Your assignment: Restate all of the records below exactly. Do not carry over any image.
====== Supplied records
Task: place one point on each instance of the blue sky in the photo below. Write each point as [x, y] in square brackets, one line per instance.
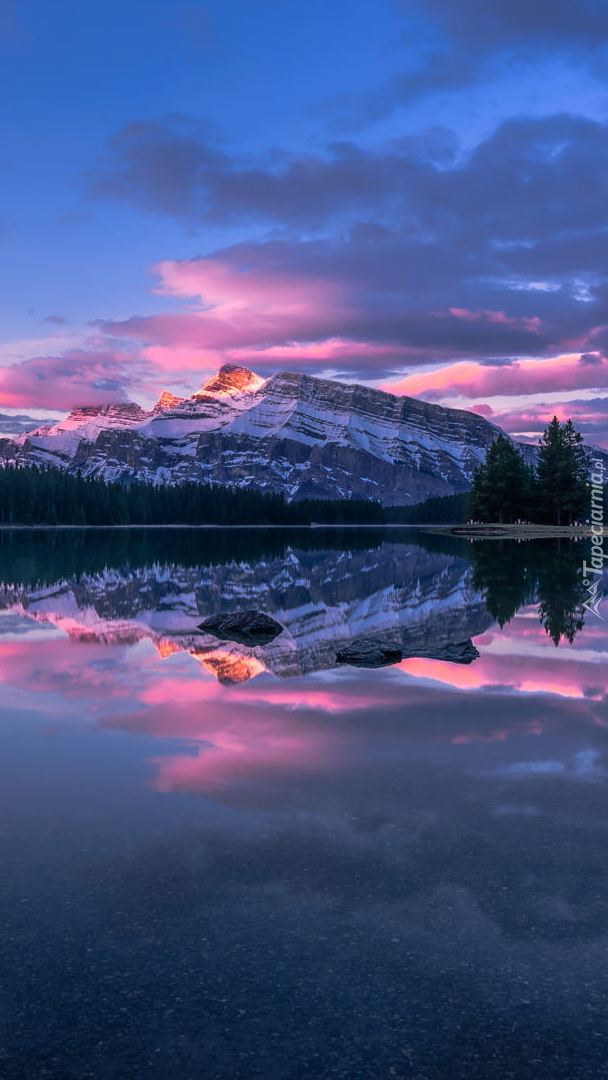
[407, 194]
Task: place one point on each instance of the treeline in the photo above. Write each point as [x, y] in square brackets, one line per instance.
[37, 496]
[505, 488]
[442, 510]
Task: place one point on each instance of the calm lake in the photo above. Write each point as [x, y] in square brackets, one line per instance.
[230, 861]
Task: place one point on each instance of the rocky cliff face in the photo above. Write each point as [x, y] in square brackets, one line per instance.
[292, 433]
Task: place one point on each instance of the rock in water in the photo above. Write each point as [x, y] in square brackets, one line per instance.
[369, 653]
[245, 628]
[456, 652]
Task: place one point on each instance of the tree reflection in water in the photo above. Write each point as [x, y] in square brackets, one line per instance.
[511, 574]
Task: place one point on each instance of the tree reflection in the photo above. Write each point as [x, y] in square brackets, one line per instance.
[511, 574]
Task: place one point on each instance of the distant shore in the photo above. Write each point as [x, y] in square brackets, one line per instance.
[489, 530]
[494, 530]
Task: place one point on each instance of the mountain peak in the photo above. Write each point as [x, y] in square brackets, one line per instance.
[166, 401]
[231, 379]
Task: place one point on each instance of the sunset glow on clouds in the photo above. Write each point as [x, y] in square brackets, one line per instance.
[434, 228]
[268, 728]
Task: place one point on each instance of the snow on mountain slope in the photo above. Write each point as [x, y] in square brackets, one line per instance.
[293, 433]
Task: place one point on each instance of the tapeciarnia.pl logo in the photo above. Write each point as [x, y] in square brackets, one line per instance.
[595, 568]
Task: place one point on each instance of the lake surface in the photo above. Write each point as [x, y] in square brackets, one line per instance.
[223, 861]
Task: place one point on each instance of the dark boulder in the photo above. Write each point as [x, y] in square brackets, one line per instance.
[367, 652]
[245, 628]
[456, 652]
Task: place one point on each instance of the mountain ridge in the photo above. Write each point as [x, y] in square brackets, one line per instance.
[292, 433]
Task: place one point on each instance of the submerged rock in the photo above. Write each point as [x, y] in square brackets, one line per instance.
[246, 628]
[456, 652]
[369, 652]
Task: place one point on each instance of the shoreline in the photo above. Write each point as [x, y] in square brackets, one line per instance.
[487, 531]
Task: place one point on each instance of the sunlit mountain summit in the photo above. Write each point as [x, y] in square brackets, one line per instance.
[292, 433]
============
Reply:
Task: place one point on each instance of the blue sky in the photo below. Write each point as [x, y] in square brackets, one line per instance.
[407, 194]
Task: place one point on each instance of the treeline in the photo above. Write each point as [x, y] in square brackets, one line per instance.
[37, 496]
[505, 488]
[442, 510]
Task: place one point on each instance of the calm lake in the photo above. Write each point as [x, y] in square brackets, one line per instance.
[230, 861]
Task: place one point on each instance of the rocky cliff face in the photo above. Write each point as [x, y] in square brackets, one line per instance.
[292, 433]
Task: place one point on each instance of the rock in water in the photo above. Write each point as [x, y] in square brackets, one line per instance.
[369, 653]
[245, 628]
[456, 652]
Task: place one point on each instance of the tree reflection in water in the photo above. Write each point as [x, y] in square brackets, one line per instance.
[511, 574]
Task: place one point on each instance of the tree reflection in the photo above. Write each point as [x, y] in square brackets, one line per instance.
[511, 574]
Task: place one point on each instance of the distant shore in the photo above. Write each point as [x, y] in square brackets, one line per instance.
[489, 530]
[494, 530]
Task: place one point on each instance of the mountain peak in the photo above. Write each point as [x, y] in square brackets, one line per instance.
[166, 401]
[231, 379]
Task: place one point on each instance of the sunset glow on clouds in the photo above. Write each point as [x, y] in square brackets, one line per instance.
[434, 228]
[268, 728]
Task: place one point on each instance of the snow on mountain slope in the photo above. Write each point as [x, y] in square brackets, one line per instance.
[293, 433]
Task: place one point on each instance of the tapeciarnia.pl logo in the photo above. Write each point as [x, y] in square brackets, one line per instance.
[595, 568]
Task: place one point on each instance of the lake surface in the photo above. Write each point as [x, y] in square brackets, one line per instance.
[223, 861]
Task: place one point on each instance of the dark boulder in the photo above. Write each point as [x, y] in square brackets, one line per instance.
[367, 652]
[245, 628]
[456, 652]
Task: place one point on each instance of the mountain ridge in the photo above. Write each point as [x, y] in square brackets, one line per instance.
[292, 433]
Task: place one point on each instance of the submerged rock in the photo above. Write each point as [x, y] in square brackets, one line per instance.
[246, 628]
[456, 652]
[369, 652]
Task: place one point on each instance of the shoreline in the photo above. Write each point as [x, y] in square brackets, one line per instance.
[487, 531]
Task: place one point on each instance of the sunlit mountain summit in the photo above. Write each point as [x, y] in square brackets, one line per instance.
[292, 433]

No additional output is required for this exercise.